[Dataset rows on where objects appear]
■ ■ ■ ■ ■

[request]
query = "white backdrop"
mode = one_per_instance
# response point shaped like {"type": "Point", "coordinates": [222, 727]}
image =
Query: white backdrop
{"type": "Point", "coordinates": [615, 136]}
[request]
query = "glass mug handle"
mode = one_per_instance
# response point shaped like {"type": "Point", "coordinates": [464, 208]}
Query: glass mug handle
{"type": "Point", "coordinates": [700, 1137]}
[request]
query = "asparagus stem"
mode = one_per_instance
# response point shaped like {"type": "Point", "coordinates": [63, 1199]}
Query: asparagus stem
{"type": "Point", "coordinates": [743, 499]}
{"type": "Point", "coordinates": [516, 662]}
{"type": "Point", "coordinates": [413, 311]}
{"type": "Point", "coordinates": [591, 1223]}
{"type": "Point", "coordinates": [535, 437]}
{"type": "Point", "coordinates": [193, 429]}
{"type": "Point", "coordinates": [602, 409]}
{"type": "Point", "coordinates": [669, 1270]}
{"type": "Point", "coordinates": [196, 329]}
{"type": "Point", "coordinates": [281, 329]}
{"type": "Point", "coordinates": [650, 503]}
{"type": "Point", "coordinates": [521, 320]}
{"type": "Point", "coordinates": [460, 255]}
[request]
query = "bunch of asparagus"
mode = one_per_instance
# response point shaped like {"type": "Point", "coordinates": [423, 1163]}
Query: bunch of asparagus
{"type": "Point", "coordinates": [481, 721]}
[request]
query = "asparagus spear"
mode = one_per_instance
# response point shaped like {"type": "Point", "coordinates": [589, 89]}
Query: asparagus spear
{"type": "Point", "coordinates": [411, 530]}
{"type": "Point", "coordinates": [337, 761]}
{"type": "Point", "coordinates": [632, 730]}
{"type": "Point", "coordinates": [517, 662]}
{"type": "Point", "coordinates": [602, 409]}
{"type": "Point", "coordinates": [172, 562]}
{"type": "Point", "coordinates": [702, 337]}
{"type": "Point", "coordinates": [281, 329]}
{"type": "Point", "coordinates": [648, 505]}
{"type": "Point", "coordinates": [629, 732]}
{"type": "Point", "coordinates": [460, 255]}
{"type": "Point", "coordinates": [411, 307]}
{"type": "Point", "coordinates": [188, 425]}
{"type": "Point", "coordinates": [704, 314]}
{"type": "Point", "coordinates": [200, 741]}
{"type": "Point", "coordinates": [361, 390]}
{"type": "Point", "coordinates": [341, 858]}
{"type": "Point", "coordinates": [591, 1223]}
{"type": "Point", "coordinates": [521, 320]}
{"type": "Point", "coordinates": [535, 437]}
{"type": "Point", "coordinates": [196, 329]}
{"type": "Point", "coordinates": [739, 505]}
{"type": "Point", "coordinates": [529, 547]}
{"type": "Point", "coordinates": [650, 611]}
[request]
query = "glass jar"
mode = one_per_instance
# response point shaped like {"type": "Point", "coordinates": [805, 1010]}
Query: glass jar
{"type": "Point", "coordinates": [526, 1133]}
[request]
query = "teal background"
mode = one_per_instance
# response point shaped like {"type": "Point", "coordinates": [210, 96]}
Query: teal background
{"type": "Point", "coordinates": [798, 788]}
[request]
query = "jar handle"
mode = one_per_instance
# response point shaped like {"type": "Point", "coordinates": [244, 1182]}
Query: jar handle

■ ■ ■ ■ ■

TASK TO COMPLETE => Copy all the records above exactly, missing none.

FULL RESPONSE =>
[request]
query = "white backdrop"
mode = one_per_instance
# response point shaped like {"type": "Point", "coordinates": [222, 727]}
image =
Query: white backdrop
{"type": "Point", "coordinates": [615, 136]}
[request]
query = "glass mug handle"
mode = one_per_instance
# response point shaped like {"type": "Point", "coordinates": [464, 208]}
Query: glass mug handle
{"type": "Point", "coordinates": [700, 1137]}
[request]
query = "asparagus stem"
mode = one_per_instance
# response point shaped like {"type": "Point", "coordinates": [63, 1199]}
Query: asparagus stem
{"type": "Point", "coordinates": [743, 499]}
{"type": "Point", "coordinates": [516, 662]}
{"type": "Point", "coordinates": [413, 311]}
{"type": "Point", "coordinates": [591, 1223]}
{"type": "Point", "coordinates": [535, 437]}
{"type": "Point", "coordinates": [193, 429]}
{"type": "Point", "coordinates": [602, 409]}
{"type": "Point", "coordinates": [669, 1270]}
{"type": "Point", "coordinates": [196, 329]}
{"type": "Point", "coordinates": [281, 329]}
{"type": "Point", "coordinates": [650, 503]}
{"type": "Point", "coordinates": [521, 320]}
{"type": "Point", "coordinates": [460, 255]}
[request]
query = "bunch of asparagus"
mode = one_per_instance
# response point shaped like {"type": "Point", "coordinates": [423, 1163]}
Query: bunch of asparagus
{"type": "Point", "coordinates": [481, 721]}
[request]
query = "asparagus spear"
mode = one_per_instance
# response point shaped like {"type": "Point", "coordinates": [589, 89]}
Query: asparagus spear
{"type": "Point", "coordinates": [411, 530]}
{"type": "Point", "coordinates": [337, 761]}
{"type": "Point", "coordinates": [632, 730]}
{"type": "Point", "coordinates": [517, 662]}
{"type": "Point", "coordinates": [602, 409]}
{"type": "Point", "coordinates": [172, 562]}
{"type": "Point", "coordinates": [702, 337]}
{"type": "Point", "coordinates": [281, 329]}
{"type": "Point", "coordinates": [648, 505]}
{"type": "Point", "coordinates": [629, 732]}
{"type": "Point", "coordinates": [460, 255]}
{"type": "Point", "coordinates": [411, 307]}
{"type": "Point", "coordinates": [188, 425]}
{"type": "Point", "coordinates": [704, 314]}
{"type": "Point", "coordinates": [200, 741]}
{"type": "Point", "coordinates": [361, 390]}
{"type": "Point", "coordinates": [341, 858]}
{"type": "Point", "coordinates": [591, 1223]}
{"type": "Point", "coordinates": [521, 320]}
{"type": "Point", "coordinates": [535, 437]}
{"type": "Point", "coordinates": [196, 329]}
{"type": "Point", "coordinates": [739, 505]}
{"type": "Point", "coordinates": [529, 547]}
{"type": "Point", "coordinates": [650, 611]}
[request]
query = "glass jar"
mode = one_per_instance
# response point shaped like {"type": "Point", "coordinates": [805, 1010]}
Query: glass jar
{"type": "Point", "coordinates": [526, 1133]}
[request]
query = "teal background"
mode = one_per_instance
# response point shaped like {"type": "Point", "coordinates": [210, 96]}
Query: teal background
{"type": "Point", "coordinates": [798, 788]}
[request]
query = "jar handle"
mode = one_per_instance
# response point shaped like {"type": "Point", "coordinates": [244, 1182]}
Query: jar handle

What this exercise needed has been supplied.